::: Available data :::

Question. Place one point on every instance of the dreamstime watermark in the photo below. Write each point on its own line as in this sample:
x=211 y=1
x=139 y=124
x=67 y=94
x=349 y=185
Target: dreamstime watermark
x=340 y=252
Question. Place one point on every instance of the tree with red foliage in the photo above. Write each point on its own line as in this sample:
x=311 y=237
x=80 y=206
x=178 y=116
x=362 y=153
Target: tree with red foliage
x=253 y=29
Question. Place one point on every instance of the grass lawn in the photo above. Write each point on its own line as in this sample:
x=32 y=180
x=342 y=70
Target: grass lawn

:::
::: Available data :::

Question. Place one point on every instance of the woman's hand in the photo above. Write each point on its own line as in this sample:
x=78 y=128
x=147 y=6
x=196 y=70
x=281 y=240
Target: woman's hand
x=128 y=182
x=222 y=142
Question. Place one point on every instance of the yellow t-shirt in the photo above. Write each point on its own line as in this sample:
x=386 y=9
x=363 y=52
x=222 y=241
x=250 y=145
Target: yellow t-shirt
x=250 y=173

:::

Task details:
Please turn the rows above into a numbered list, beginning at the line that contains "Question. Place one point on every instance of the dreamstime" and stopping after the line that contains "Target: grass lawn". Leave out any blank lines.

Completed task:
1. Question. Place one point on every instance of the dreamstime watermark in the photo below. Write each point on its own line as in this sample:
2. x=211 y=1
3. x=139 y=124
4. x=67 y=94
5. x=349 y=185
6. Target: dreamstime watermark
7. x=340 y=252
8. Question. Place one point on every instance of the tree with red foliage in the photo above. Write each point on its own line as in this sample:
9. x=311 y=237
10. x=80 y=206
11. x=178 y=116
12. x=362 y=153
13. Target: tree with red foliage
14. x=253 y=29
15. Question. Place one point on every instance of the grass lawn in the photo above. Write each point on its own line as in this sample:
16. x=32 y=180
17. x=342 y=70
18. Target: grass lawn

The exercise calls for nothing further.